*EXTRACT TO READ:*
Now, using the same assumptions as before, I would focus on the lower price trigger, having this newer trigger supersede the higher price trigger. As a potential trade evolves, I make constant assessments and changes in my plan. When I see a potentially better trigger come up, I frequently ‘upgrade’ to that trigger. It’s an ongoing, evolving process.

Let’s move on to another example. I want to point out, though, that I chose the last example with AMZN because it had less than ideal price action. I will choose the next two examples trying hard for them not to be too ‘well- chosen’. I’ll select them both to be a bit choppy, with the pullbacks not being the most perfect, textbook pullbacks. The last example in this chapter, with CAT, will be slightly illiquid in the chosen timeframe. I’ve done this on purpose, to reflect what a less than ‘perfect’ behaving trade may look like. I’ve attempted to do this throughout my works, but I’ve particularly focused on this with the examples in this chapter.

There is a potential trade area on the 60-minute chart on YHOO. I’ve dropped down to the 15-minute chart to look for an entry trigger. I’ll add a lot of data onto the 15-minute chart to give you some perspective for the potential trade area as YHOO approaches it, but generally I’d spread the data out a lot more and only focus on the price action on the trigger chart as it comes into the area. See figure 8.11.


Let’s move ahead one more bar and see what happens. See figure 8.12.


YHOO has penetrated the potential trade area, and I would now be willing to take an entry trigger. I will watch as the potential trade unfolds and make assessments as time goes on, trying to decide on a trigger. Let’s add two more bars and see if I can decide on a trigger. See figure 8.13.


YHOO has bounced off the potential trade area, and I’m thinking that if it just rockets straight up from here, I’ll miss the trade. That’s a downside to triggers that key off of swing-points. If you don’t get any swing points, you don’t get any triggers. If YHOO just went straight up from here, would other triggers, like moving average crossovers or trendline violations, work?

Yes, these triggers could be utilized in this case, since they don’t require any swing-points to be triggered. But perhaps you’ve decided you want a trigger that is based on a swing-point violation for this trade. Then all you can do is wait for the trigger to set up, and if it doesn’t, you have to let the trade go by. I’ll add two more bars and see what YHOO is showing us. See figure 8.14.

Object location annotation data:
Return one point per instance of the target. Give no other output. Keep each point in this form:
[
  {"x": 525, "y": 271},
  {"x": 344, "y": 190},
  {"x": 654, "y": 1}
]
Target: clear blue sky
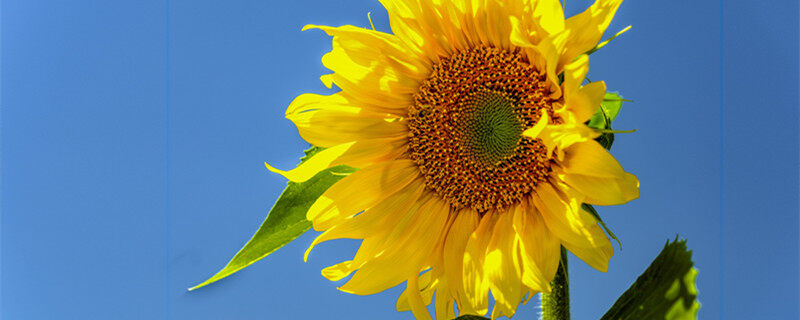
[{"x": 134, "y": 135}]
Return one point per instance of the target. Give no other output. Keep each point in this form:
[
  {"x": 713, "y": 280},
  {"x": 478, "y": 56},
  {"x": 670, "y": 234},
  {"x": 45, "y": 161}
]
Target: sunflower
[{"x": 468, "y": 126}]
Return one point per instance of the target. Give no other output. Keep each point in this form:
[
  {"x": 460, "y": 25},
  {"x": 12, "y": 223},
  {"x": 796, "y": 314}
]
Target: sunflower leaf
[
  {"x": 666, "y": 290},
  {"x": 589, "y": 208},
  {"x": 606, "y": 113},
  {"x": 286, "y": 220}
]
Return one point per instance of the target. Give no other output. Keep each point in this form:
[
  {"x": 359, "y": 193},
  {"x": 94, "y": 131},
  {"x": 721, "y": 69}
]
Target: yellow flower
[{"x": 467, "y": 124}]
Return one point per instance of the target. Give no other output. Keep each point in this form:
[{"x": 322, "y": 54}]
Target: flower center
[{"x": 466, "y": 124}]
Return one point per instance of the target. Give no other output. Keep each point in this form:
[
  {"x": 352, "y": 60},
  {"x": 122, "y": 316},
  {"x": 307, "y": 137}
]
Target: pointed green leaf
[
  {"x": 286, "y": 220},
  {"x": 589, "y": 208},
  {"x": 666, "y": 290},
  {"x": 608, "y": 111}
]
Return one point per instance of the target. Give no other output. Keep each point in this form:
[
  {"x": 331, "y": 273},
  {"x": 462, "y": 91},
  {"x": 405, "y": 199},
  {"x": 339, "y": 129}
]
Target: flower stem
[{"x": 555, "y": 305}]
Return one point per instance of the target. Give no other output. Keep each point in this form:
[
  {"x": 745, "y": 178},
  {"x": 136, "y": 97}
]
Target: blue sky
[{"x": 134, "y": 136}]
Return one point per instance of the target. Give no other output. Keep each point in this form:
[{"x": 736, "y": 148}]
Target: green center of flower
[
  {"x": 491, "y": 129},
  {"x": 465, "y": 128}
]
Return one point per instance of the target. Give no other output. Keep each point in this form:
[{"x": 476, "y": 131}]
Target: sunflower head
[{"x": 468, "y": 124}]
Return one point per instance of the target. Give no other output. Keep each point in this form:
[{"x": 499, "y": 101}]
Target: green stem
[{"x": 555, "y": 305}]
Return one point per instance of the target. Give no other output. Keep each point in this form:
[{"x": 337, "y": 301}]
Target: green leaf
[
  {"x": 286, "y": 220},
  {"x": 608, "y": 111},
  {"x": 666, "y": 290},
  {"x": 589, "y": 208}
]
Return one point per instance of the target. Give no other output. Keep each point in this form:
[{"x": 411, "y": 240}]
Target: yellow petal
[
  {"x": 539, "y": 248},
  {"x": 590, "y": 159},
  {"x": 604, "y": 191},
  {"x": 338, "y": 271},
  {"x": 576, "y": 228},
  {"x": 413, "y": 237},
  {"x": 427, "y": 285},
  {"x": 415, "y": 299},
  {"x": 503, "y": 266},
  {"x": 373, "y": 66},
  {"x": 374, "y": 221},
  {"x": 357, "y": 154},
  {"x": 581, "y": 101},
  {"x": 328, "y": 128},
  {"x": 455, "y": 244},
  {"x": 586, "y": 29},
  {"x": 476, "y": 286},
  {"x": 550, "y": 15},
  {"x": 373, "y": 184}
]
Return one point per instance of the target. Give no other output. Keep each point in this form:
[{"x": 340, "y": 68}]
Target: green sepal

*ACTIONS TO TAKE:*
1. In the passage on entry triggers, rewrite the stretch that opens with the words containing "Let’s move ahead" and closes with "trendline violations, work?", putting "setup zone" in place of "potential trade area".
2. Please continue the passage on entry triggers from the point where it stops.

*ANSWERS BELOW:*
1.
Let’s move ahead one more bar and see what happens. See figure 8.12.


YHOO has penetrated the setup zone, and I would now be willing to take an entry trigger. I will watch as the potential trade unfolds and make assessments as time goes on, trying to decide on a trigger. Let’s add two more bars and see if I can decide on a trigger. See figure 8.13.


YHOO has bounced off the setup zone, and I’m thinking that if it just rockets straight up from here, I’ll miss the trade. That’s a downside to triggers that key off of swing-points. If you don’t get any swing points, you don’t get any triggers. If YHOO just went straight up from here, would other triggers, like moving average crossovers or trendline violations, work?

2.
Now that’s a quick change. YHOO decides to set a nominal new low for the move, and test the lower part of the groupings (my potential trade area). Not only that, it sets up a possible swing-high point that I might use for a trigger. I want to see how YHOO behaves as the potential trade unfolds. If YHOO does what I want, then this swing-high point will make an excellent trigger for me. And what do I want? It should be clear by now. I want YHOO to reverse in here and start up, in a nice and orderly manner. This will be a subjective evaluation, and I do it based on my experience. Let’s go forward another bar and see what happens. See figure 8.15.


YHOO is reversing off the second move into the potential trade area, and I like the price action so far. I would now consider the swing-high point for a trigger, assuming YHOO keeps heading up in an acceptable manner. I’ll add in my horizontal trigger line at this point. See figure 8.16.


There is nothing to do at this point but watch as the potential trade unfolds, and assess the situation as necessary. I’ll add one more bar in and reevaluate. See figure 8.17.


YHOO is acting very well here, heading for the trigger. I would be very confident at this point that I have done a good job in choosing my trigger. I would expect that if YHOO is going to respect the potential trade area, it will overcome this trigger fairly soon. Let’s add another bar and see if YHOO triggers. See figure 8.18.


YHOO paints an inside bar, but still hasn’t triggered. If YHOO trades back down into the potential trade area, I would likely want to reconsider my trigger. I might be thinking that YHOO is congesting and trading sideways in the potential trade area, and that is something I don’t like to see. My experience, in most cases, has been that if I have chosen my potential trade area well, and the area is going to ‘play out’ and give me a good trade, something should happen pretty quickly, and usually decisively. I’ll add one more bar and we’ll evaluate the situation. See figure 8.19.


Well, I didn’t have to make any further assessments or make any other decisions, since YHOO triggered on the next bar. From what I see on the chart, I think the choice for a trigger was pretty good. Let’s see how this played out. See figure 8.20.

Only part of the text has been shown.